__Exercise details__. Continue the patent claims on the antimicrobial wound dressing from where they stop.

31. A wound dressing as claimed in claim 30 wherein a multi-layer antimicrobial coating is provided on both the first and third layers such that a colour change is detectable on either side of the wound dressing.

32. The wound dressing of claim 30, wherein the material in the base layer is a partially reflective form of a metal selected from Ag, Au, Pt, Pd, Cu, Ta, Al or an alloy or compound of one or more of these metals.

33. The wound dressing according to claim 32, wherein the material in the top layer is selected from the group consisting of Ag, Au, Pt, Pd, Ir, Sn, Cu, Sb, Bi, Zn and alloys or compounds of one or more of these metals.

34. The wound dressing of claim 33, wherein the material in the base layer and the antimicrobial metal in the top layer is a partially reflective form of a metal selected from the group consisting of Au, Ag, Pt, Pd and Cu, and is formed by vapor deposition in a sufficiently atomic disordered state such that, upon contact with the alcohol or water-based electrolyte, the top layer continuously releases ions, atoms, molecules or clusters of the antimicrobial metal into the alcohol or water-based electrolyte at a concentration sufficient to provide a local antimicrobial effect.

__Listed records__.
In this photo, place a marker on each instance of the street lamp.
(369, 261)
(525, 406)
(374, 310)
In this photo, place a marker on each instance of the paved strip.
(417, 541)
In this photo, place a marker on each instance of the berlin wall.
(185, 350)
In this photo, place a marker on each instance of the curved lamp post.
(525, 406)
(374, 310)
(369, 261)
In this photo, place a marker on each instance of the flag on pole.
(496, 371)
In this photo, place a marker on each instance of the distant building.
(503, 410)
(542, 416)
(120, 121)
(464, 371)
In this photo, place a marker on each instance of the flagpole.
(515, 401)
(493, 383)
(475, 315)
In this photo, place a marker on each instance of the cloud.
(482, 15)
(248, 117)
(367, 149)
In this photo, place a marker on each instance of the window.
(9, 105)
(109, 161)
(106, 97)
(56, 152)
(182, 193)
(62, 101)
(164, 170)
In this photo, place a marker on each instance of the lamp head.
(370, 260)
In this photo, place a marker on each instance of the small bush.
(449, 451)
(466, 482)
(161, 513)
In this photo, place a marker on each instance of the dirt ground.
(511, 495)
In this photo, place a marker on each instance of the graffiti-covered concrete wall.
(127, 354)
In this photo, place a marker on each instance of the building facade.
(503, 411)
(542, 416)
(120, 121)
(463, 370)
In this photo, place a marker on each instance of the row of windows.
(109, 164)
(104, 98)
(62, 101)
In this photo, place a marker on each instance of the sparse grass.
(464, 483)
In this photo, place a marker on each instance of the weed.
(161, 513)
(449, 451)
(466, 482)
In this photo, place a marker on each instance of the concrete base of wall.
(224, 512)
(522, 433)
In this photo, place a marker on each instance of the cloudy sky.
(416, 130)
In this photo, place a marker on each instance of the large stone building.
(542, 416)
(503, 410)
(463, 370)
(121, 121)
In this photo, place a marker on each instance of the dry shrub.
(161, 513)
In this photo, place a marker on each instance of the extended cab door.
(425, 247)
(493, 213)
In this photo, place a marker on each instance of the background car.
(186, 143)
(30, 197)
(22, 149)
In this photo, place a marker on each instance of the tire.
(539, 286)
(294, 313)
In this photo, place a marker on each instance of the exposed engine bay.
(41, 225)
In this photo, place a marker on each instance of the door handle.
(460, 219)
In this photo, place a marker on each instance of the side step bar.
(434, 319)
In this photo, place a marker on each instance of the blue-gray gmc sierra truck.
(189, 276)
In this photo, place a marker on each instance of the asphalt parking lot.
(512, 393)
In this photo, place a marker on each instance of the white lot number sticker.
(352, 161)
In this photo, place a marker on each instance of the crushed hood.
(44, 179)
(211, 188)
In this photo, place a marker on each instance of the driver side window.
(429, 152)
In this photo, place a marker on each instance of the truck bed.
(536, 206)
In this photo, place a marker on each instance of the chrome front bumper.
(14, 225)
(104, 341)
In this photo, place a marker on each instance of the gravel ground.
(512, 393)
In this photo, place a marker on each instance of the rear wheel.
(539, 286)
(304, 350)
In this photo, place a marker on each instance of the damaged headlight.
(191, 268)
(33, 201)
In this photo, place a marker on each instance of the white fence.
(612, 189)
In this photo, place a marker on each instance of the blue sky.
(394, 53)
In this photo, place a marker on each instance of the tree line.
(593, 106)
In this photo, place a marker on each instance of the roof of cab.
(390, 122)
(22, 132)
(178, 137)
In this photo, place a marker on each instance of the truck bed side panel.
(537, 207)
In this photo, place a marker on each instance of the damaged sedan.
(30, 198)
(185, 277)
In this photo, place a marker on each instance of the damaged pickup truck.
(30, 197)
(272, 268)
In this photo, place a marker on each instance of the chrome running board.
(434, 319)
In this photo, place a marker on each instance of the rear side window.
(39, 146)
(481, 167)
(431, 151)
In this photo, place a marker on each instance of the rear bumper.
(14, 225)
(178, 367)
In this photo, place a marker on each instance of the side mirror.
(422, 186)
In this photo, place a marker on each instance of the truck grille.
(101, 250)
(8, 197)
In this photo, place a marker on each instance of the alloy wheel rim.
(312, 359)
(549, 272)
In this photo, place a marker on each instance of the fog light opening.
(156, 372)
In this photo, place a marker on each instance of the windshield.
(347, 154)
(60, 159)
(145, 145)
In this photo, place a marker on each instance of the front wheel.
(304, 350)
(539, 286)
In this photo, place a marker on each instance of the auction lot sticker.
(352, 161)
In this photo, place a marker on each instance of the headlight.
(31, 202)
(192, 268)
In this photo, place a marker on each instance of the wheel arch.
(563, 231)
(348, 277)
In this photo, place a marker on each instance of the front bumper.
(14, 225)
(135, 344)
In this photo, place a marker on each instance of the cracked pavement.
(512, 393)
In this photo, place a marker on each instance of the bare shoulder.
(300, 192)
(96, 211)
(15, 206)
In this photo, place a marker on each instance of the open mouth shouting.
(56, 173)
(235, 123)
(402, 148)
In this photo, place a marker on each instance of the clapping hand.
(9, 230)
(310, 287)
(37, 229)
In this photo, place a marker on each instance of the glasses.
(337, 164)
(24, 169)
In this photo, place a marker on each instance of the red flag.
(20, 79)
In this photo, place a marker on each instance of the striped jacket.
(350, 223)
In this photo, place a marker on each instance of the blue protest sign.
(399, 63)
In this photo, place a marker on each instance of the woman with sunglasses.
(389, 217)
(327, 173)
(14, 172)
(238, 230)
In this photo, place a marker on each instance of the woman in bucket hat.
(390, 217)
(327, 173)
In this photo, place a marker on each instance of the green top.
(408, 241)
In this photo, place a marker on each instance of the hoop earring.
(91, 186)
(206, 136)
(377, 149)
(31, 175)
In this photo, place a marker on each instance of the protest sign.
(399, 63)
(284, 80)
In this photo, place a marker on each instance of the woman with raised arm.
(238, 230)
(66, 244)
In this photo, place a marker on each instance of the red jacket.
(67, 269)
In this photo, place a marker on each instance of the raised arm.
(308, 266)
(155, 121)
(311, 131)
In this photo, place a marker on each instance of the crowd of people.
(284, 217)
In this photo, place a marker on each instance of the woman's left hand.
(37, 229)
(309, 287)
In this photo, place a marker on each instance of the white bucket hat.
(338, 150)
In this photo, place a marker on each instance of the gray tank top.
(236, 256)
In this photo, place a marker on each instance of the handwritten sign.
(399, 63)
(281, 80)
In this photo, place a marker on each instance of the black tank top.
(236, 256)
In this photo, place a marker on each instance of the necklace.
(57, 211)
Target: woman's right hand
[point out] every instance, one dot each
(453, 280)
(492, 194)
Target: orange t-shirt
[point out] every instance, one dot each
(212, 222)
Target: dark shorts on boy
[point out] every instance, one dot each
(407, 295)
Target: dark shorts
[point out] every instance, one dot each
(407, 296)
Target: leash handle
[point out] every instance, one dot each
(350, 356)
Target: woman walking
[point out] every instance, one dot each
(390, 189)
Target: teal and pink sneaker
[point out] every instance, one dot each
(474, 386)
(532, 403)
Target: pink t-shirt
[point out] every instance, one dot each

__Answer to this exercise__.
35. The wound dressing of claim 34, wherein the metal in the base layer and the top layer is Ag, Pt or Au.

36. The wound dressing of claim 33, wherein the top layer is a composite film formed by co-depositing, sequentially depositing or reaction depositing the antimicrobial metal by vapor deposition into a matrix with atoms or molecules of different materials selected from biocompatible metals, oxygen, nitrogen, hydrogen, boron, sulfur or halogens, or oxides, nitrides, carbides, borides, halides, sulfides or hydrides of either or both of the antimicrobial metal or biocompatible metal, resulting in atomic disorder in the matrix.

37. The wound dressing of claim 36, wherein the biocompatible metal is selected from the group consisting of Ta, Ti, Nb, V, Hf, Zn, Mo, Si and Al, and wherein the antimicrobial metal is selected from the group consisting of Ag, Au, Pt, Pd and Cu.

38. The wound dressing of claim 36, wherein the antimicrobial metal is silver and the different material is silver oxide and one or both of atoms or oxygen-containing molecules trapped or absorbed in the matrix.

39. The wound dressing of claim 30, wherein the top layer is less than 400nm thick and the base layer is at least 25nm thick.

40. The wound dressing of claim 34, wherein the top layer is between 5 and 210nm thick and the base layer is at least 60nm thick.

41. The wound dressing of claim 38, wherein the top layer is about 40-160nm thick and the base layer is at least about 300nm thick.

42. The wound dressing of claim 30, wherein the base layer and the top layer are provided on a medical device.

43. The wound dressing of claim 40, wherein the base layer and the top layer are provided on the wound dressing.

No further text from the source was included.